Begin DATASET CONTENT
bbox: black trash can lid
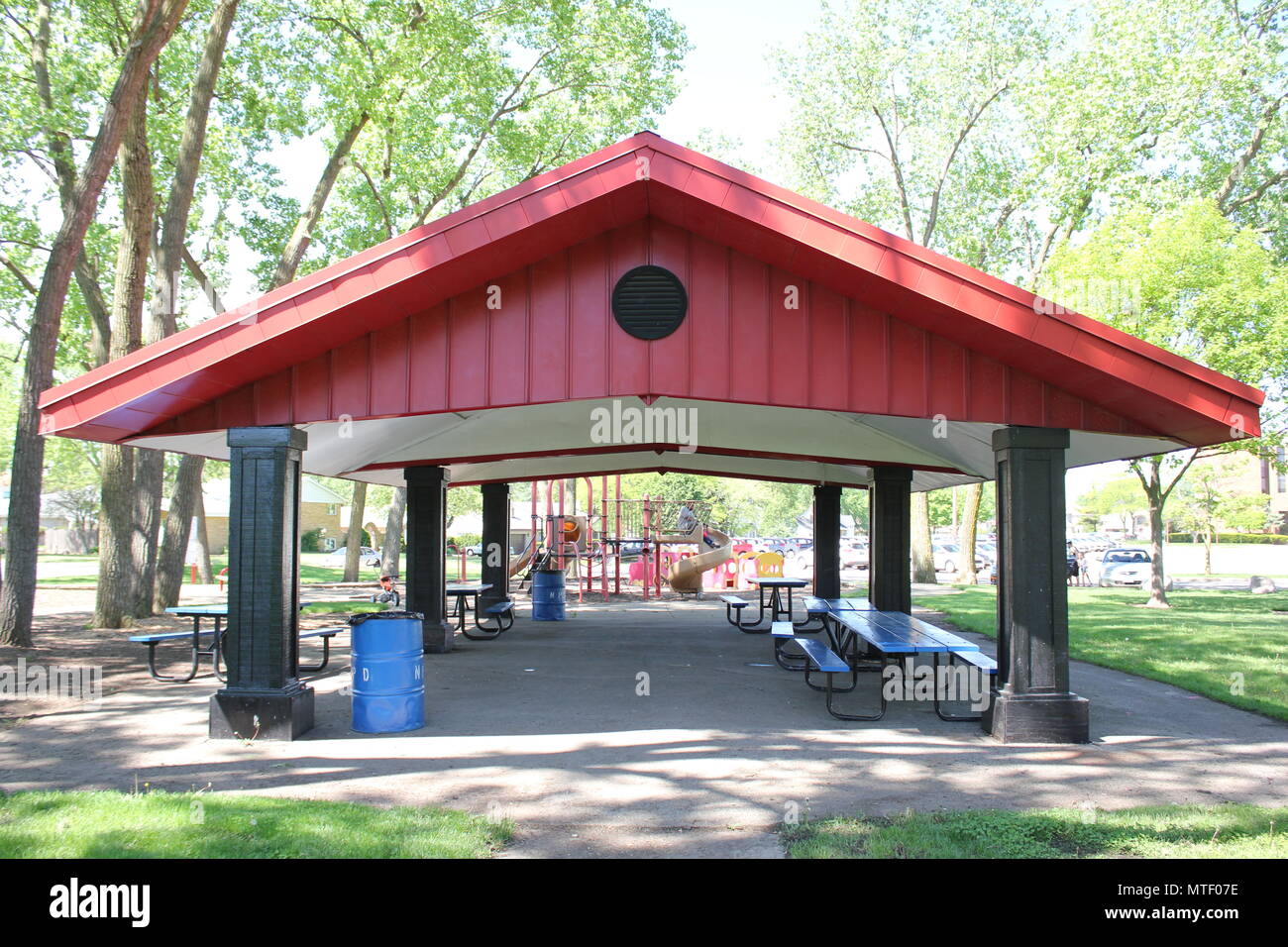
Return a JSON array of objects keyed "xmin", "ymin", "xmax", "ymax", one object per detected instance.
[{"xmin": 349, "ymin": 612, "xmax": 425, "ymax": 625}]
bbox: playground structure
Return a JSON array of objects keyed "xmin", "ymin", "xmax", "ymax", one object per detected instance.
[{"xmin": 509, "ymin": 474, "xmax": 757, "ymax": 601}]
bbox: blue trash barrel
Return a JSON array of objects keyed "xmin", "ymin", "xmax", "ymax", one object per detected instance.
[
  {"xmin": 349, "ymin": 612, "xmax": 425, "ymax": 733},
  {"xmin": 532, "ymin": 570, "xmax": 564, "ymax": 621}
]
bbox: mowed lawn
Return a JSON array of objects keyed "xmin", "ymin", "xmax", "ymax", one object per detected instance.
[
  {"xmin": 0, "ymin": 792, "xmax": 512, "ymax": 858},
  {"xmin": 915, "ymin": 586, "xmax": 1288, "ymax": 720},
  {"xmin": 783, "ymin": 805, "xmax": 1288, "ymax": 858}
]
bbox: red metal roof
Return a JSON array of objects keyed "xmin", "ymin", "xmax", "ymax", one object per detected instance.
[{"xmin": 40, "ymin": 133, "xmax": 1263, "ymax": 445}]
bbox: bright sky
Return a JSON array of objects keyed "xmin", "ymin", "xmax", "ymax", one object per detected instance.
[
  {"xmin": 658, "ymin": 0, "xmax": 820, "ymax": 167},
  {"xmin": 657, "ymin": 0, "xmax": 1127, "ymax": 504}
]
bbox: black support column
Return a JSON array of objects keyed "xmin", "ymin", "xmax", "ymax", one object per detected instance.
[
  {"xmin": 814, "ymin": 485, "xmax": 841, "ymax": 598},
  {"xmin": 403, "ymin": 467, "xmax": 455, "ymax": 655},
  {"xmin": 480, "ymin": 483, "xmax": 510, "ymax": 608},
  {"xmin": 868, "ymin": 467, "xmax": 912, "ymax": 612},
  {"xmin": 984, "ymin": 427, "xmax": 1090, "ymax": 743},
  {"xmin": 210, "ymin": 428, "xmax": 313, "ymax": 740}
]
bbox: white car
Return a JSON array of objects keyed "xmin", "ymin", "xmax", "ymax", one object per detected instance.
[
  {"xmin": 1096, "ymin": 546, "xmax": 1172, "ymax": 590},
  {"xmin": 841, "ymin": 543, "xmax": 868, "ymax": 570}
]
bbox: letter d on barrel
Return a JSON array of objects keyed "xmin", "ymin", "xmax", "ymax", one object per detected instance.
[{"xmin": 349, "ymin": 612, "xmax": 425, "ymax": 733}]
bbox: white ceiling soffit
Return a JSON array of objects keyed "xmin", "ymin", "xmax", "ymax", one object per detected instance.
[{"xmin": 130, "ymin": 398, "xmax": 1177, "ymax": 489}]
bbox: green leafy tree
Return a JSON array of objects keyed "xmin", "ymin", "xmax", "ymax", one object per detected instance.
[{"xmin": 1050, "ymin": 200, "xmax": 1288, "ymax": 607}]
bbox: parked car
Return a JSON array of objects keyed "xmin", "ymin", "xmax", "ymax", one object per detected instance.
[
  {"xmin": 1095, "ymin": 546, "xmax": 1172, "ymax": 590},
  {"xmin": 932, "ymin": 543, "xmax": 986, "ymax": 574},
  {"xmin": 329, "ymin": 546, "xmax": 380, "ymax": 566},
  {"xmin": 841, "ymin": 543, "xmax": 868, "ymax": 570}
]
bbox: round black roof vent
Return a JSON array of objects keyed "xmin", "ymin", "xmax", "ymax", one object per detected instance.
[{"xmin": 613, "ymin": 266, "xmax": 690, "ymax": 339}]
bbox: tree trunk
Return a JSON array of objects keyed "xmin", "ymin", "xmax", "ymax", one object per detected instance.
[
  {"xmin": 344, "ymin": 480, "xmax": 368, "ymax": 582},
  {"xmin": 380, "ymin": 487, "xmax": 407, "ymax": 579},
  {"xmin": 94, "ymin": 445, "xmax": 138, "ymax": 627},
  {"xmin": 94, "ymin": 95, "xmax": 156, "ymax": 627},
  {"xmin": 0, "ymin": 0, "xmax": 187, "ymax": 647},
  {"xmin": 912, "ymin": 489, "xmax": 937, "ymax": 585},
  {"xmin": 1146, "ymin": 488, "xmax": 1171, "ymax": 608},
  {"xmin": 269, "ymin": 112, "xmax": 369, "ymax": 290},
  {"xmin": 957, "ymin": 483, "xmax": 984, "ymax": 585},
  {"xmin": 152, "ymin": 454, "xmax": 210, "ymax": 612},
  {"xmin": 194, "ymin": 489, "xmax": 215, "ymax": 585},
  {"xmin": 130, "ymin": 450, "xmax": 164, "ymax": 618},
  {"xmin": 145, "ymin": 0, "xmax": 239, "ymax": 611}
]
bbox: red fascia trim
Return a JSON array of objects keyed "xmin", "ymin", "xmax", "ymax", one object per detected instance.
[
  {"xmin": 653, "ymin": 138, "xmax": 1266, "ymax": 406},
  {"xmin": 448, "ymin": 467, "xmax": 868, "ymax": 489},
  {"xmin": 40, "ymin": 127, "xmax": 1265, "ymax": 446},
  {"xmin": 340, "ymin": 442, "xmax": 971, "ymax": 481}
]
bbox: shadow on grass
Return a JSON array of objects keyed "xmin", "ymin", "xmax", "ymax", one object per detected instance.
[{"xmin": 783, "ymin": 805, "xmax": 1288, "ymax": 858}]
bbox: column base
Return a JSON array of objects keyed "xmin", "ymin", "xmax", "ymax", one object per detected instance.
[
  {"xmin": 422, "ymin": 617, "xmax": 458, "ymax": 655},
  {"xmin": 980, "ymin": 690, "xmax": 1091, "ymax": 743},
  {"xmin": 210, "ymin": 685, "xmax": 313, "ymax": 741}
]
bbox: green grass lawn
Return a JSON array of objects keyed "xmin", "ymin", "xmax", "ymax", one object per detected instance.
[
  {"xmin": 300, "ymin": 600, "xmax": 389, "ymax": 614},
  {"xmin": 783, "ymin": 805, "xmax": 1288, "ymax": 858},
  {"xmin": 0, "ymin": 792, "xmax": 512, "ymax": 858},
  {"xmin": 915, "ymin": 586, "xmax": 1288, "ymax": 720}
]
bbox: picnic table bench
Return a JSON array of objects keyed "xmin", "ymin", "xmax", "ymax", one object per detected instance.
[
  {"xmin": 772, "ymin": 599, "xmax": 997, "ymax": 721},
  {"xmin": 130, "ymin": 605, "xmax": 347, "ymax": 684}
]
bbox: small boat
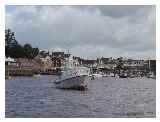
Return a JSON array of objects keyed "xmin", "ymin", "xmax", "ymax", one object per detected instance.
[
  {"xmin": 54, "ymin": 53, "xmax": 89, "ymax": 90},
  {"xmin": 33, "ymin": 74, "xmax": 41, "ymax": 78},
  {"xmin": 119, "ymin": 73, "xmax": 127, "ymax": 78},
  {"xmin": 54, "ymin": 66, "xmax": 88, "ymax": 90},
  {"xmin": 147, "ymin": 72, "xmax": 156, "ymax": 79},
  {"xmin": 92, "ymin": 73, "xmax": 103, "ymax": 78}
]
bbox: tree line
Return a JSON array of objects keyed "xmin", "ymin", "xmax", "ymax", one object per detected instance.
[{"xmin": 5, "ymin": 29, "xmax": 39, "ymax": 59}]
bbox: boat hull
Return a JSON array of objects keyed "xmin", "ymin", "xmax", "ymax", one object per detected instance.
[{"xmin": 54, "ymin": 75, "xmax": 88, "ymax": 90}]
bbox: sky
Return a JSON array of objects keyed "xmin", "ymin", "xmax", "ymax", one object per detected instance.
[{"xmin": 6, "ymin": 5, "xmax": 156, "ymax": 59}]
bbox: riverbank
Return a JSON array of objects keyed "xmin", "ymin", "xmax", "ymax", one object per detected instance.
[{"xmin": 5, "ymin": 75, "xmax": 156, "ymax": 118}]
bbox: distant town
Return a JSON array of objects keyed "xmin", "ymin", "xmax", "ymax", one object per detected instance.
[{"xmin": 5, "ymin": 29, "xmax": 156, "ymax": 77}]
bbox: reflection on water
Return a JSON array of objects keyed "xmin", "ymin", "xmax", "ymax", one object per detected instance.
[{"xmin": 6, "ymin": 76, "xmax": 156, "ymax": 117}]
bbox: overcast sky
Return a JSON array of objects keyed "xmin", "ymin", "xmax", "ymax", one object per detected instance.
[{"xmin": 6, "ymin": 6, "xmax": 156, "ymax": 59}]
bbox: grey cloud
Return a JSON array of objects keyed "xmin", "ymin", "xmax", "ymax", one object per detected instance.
End DATASET CONTENT
Leave out every line before the one containing "bbox: reflection on water"; set down that line and all remaining lines of the material exactly.

## COMPLETE ANSWER
bbox: reflection on water
Return a JSON array of objects keyed "xmin", "ymin", "xmax", "ymax", one object per detected instance.
[{"xmin": 6, "ymin": 76, "xmax": 156, "ymax": 117}]
bbox: overcast sky
Return a JSON array of objects keyed "xmin", "ymin", "xmax", "ymax", one object per detected instance.
[{"xmin": 6, "ymin": 6, "xmax": 156, "ymax": 59}]
bbox: grey cloud
Return a JSON array of objects keyed "xmin", "ymin", "xmax", "ymax", one object per detected instance.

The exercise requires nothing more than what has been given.